What is required — Copy out word for word the lines that begin with the one containing "Each instance of the suit button" and run through the last line below, including both ends and no other lines.

Recorded data —
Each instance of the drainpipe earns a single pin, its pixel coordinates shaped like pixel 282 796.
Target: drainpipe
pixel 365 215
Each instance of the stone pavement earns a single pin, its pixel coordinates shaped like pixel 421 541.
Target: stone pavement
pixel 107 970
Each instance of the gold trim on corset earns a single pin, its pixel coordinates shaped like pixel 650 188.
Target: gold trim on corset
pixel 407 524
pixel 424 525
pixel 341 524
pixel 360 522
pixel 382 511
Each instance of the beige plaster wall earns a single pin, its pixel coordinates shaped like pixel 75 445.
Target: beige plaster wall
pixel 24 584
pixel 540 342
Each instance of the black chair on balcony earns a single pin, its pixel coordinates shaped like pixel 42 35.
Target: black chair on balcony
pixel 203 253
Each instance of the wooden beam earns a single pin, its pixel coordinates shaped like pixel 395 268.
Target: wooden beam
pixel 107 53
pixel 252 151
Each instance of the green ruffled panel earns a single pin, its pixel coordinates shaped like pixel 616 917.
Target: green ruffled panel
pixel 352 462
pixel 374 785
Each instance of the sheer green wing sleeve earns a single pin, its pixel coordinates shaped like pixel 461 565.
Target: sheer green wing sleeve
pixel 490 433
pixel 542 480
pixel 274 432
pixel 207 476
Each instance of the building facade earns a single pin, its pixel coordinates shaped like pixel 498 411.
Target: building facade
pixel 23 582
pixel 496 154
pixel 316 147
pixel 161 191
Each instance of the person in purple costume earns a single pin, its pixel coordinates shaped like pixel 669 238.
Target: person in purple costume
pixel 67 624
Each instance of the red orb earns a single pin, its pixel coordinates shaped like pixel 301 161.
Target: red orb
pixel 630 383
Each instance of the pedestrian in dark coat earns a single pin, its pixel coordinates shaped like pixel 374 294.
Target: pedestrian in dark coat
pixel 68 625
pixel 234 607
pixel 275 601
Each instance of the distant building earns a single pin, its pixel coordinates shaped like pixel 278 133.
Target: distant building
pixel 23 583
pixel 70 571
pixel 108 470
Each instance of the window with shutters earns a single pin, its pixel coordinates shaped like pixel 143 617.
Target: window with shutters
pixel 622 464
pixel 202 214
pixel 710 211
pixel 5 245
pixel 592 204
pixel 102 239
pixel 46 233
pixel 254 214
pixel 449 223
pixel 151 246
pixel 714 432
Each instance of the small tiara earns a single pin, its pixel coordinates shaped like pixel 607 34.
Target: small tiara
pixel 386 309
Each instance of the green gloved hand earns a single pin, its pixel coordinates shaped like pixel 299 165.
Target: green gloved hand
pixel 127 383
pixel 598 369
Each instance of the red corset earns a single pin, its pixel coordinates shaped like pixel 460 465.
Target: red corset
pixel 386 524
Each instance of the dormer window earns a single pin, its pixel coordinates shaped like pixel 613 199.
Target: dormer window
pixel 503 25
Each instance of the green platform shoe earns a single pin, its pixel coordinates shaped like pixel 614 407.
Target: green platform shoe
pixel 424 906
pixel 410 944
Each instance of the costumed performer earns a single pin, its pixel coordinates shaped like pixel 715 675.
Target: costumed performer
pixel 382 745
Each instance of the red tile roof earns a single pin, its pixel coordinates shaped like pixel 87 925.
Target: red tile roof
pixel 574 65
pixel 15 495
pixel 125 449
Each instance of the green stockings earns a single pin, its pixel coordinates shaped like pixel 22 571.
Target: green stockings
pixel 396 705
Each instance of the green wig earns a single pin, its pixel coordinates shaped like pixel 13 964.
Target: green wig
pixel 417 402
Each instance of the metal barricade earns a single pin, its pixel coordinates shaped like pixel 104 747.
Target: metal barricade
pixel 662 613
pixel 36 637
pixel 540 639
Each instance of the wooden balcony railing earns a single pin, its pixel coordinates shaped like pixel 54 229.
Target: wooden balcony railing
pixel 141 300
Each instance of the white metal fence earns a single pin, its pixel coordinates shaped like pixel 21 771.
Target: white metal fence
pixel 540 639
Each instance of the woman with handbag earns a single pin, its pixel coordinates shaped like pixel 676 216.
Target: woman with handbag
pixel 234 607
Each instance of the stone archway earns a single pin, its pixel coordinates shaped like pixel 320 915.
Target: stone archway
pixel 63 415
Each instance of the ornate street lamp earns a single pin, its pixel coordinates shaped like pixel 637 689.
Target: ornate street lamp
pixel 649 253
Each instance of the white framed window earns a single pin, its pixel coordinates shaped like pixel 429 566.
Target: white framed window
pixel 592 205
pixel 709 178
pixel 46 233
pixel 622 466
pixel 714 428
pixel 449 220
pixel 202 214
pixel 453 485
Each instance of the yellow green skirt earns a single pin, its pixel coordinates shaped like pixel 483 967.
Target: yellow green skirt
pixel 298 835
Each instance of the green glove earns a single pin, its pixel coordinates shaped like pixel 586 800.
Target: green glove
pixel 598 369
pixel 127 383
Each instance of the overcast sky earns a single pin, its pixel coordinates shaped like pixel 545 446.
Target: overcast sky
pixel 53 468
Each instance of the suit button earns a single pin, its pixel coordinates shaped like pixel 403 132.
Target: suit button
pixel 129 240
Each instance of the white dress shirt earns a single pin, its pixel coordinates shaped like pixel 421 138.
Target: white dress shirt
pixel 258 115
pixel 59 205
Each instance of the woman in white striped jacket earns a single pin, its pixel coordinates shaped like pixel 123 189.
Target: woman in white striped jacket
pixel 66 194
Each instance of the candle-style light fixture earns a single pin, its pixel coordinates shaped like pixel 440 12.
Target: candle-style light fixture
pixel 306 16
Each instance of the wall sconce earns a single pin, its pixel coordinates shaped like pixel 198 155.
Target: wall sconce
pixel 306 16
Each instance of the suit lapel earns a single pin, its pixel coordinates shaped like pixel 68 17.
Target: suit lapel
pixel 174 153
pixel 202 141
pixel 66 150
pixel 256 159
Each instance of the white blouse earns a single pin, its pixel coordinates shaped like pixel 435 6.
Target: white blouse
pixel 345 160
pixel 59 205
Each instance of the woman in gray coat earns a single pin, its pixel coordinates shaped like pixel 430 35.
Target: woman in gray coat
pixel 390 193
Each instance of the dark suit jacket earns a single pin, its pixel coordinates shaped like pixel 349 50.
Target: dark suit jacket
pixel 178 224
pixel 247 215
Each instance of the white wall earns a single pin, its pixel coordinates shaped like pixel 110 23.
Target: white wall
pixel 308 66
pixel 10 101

Exercise result —
Each instance of the suit button earns a single pin, its pixel coordinates shaped like pixel 403 132.
Target: suit button
pixel 129 240
Each instance of the white dress shirt earns a single pin, its pixel coordinates shaped like pixel 421 138.
Target: white dress shirt
pixel 258 115
pixel 59 205
Each instance of the woman in white striped jacket earns a single pin, its pixel coordinates shaped like pixel 123 189.
Target: woman in white striped jacket
pixel 66 194
Each instance of the candle-style light fixture earns a single pin, its pixel coordinates shaped like pixel 440 12.
Target: candle-style light fixture
pixel 306 16
Each instance of the wall sconce earns a single pin, its pixel coordinates shaped like pixel 198 155.
Target: wall sconce
pixel 306 16
Each instance of the suit lapel earns a single pin, its pixel coordinates shaped like pixel 68 17.
Target: suit lapel
pixel 174 153
pixel 202 141
pixel 66 150
pixel 256 159
Each instance of the white blouse earns a single pin, its pixel coordinates shaped like pixel 435 6.
Target: white blouse
pixel 345 160
pixel 59 205
Each instance of the woman in gray coat earns a single pin, its pixel coordinates shaped like pixel 430 35.
Target: woman in gray coat
pixel 390 193
Each instance of the dark suit jacket earns a single pin, its pixel coordinates shaped like pixel 349 50.
Target: dark suit jacket
pixel 178 224
pixel 247 215
Each instance of the white wall earns a single pin, its pixel coordinates shaped like pixel 110 23.
Target: white wall
pixel 308 66
pixel 10 101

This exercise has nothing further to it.